* _TEXTO DE LEITURA_

A cobrança constante feita pelos
profetas revela que eles não viam o povo de Israel como privilegiado nessa
escolha divina, pelo contrário, eles exerciam junto as autoridades políticas e
religiosas uma fiscalização severa da atitude ética exigida nessa aliança. A
crítica feita ao povo era o desvio realizado quando o povo exercia o culto
desligado da vida, e também a constante tentação de prestar culto as divindades
dos povos vizinhos (MONLOUBOU, 1987, p. 30).
Quando da ameaça de destruição de
Jerusalém pela Babilônia, os profetas não pouparam o povo por suas faltas. A
eleição não blinda o povo das consequências de seus atos. O fato de ser o povo
de Deus não os torna imunes quando cometem erros e devem ser castigados, ou
melhor, responsabilizados por suas ações. O descumprimento da aliança se revela
como infidelidade a Deus e pode acarretar a perda da eleição, a quebra do
contrato (LÓPEZ, 1989, p. 25)
A eleição como tema chave no Pentateuco
A compreensão de Israel como povo se
dá a partir da noção de eleição que está associada ao tema da aliança. Já foi
visto que não há na Escritura um critério para a eleição. Deus age de forma
livre e sua escolha é gratuita, ou seja, Israel não possui nenhum atributo que
o torne especial, é dito em Dt 7,7, que eles eram poucos e frágeis perante as
nações daquela época.
Toda a trajetória do povo de Israel
vai sendo desenrolada no Pentateuco por intermédio dessa noção de eleição e
aliança. Desde a saída do Egito, travessia no deserto, e extrapola os limites
do Pentateuco com a ocupação da terra, conflitos com as nações vizinhas,
período da monarquia, destruição do reino do norte e do sul e finalmente o
exílio. Pode-se afirmar que esses temas perpassam todo o Antigo Testamento.
Quando se narra a relação de Deus com o povo esses temas vêm à tona.
A eleição como responsabilidade
Observa-se que na aliança com Noé,
há uma salvação que é dirigida a todos, inclusive é dito que a aliança é feita
com toda as gerações futuras e com toda a criação, há um recomeço na relação de
Deus com toda a obra criada, homens, mulheres, plantas e animais.

[Registros armazenados]
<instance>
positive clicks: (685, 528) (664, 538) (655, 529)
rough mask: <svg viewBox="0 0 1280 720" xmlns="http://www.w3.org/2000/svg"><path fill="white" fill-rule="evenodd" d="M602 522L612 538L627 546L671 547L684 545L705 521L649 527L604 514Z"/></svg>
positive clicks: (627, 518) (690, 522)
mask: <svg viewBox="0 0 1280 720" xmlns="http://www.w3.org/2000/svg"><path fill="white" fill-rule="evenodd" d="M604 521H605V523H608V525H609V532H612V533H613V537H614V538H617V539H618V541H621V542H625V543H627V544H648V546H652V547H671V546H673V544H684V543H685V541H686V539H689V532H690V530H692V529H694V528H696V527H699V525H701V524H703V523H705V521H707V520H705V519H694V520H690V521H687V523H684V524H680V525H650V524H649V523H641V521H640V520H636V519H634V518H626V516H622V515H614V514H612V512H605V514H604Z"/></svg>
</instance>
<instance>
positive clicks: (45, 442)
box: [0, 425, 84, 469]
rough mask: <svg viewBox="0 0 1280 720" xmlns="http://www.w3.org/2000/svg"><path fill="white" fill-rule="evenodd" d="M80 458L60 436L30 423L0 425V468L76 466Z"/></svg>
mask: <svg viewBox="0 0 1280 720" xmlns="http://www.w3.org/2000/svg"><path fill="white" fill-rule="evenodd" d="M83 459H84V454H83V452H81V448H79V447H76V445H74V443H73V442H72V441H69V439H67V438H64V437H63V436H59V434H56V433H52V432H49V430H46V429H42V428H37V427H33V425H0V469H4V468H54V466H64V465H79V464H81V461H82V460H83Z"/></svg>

* _APLIQUE A LEITURA_
• a. Responda a estas perguntas com base no texto sobre a eleição de Israel:
(i) Segundo o texto, o que Dt 7,7 diz sobre Israel?
(ii) Além de todas as gerações futuras, com quem é feita a aliança com Noé?
(iii) Quais eram as duas críticas que os profetas faziam ao povo?
• b. Retome o texto sobre a eleição de Israel e dê continuidade a ele a partir da última frase.
Os dados acima constituem um material à parte, independente do texto.

* _RESPOSTAS DO EXERCÍCIO_
• a.
(i) Diz que eles eram poucos e frágeis perante as nações daquela época.
(ii) Com toda a criação.
(iii) O povo exercia o culto desligado da vida e sofria a constante tentação de prestar culto às divindades dos povos vizinhos.

• b.
O trecho de Gn 12,1ss afirma que
Abraão seja uma benção e que nele serão benditas todas as nações. Pode-se
perceber nessa afirmação a responsabilidade do patriarca perante as outras
nações. Benção na Bíblia significa comunicação de vida por parte de Deus, com
ela vem a força, o vigor e o êxito. Por meio do povo de Israel a vida viria
para os povos com quem ele se relacionasse. A benção também é vista como
recompensa pelo cumprimento da aliança (MACKENZIE, 1983, p. 114-115).
É possível encontrar o tema da
eleição no Servo de IHWH de Isaías 42,1.6s; 49,7; que para muitos estudiosos
representa todo o Israel. O Servo é eleito para ter o Espírito de Deus, para
estabelecer a justiça sobre a terra, ser aliança para os povos e luz para as
nações, dar luz aos cegos e liberdade aos cativos (MACKENZIE, 1983, p. 271).
Através de Israel o mundo seria
transformado pelo estabelecimento da justiça, a libertação das opressões
sofrida pelos pequenos, um novo tempo se apresentaria. A referência para
realização dessas ações é o Deus libertador de Israel, assim como fez com
Israel por seu intermédio fará a todas as nações.
No exílio e pós-exílio o tema da
eleição é repensado porque pela infidelidade de Israel teria ele sido rejeitado
por Deus e a aliança teria sido revogada. No pensamento profético está excluída
essa possibilidade de rejeição, a eleição divina é irrevogável. Pode-se pensar
quem faria parte desses eleitos e que tipos de privilégios seriam concedidos a
esses membros (LACOSTE, 2014, p. 605).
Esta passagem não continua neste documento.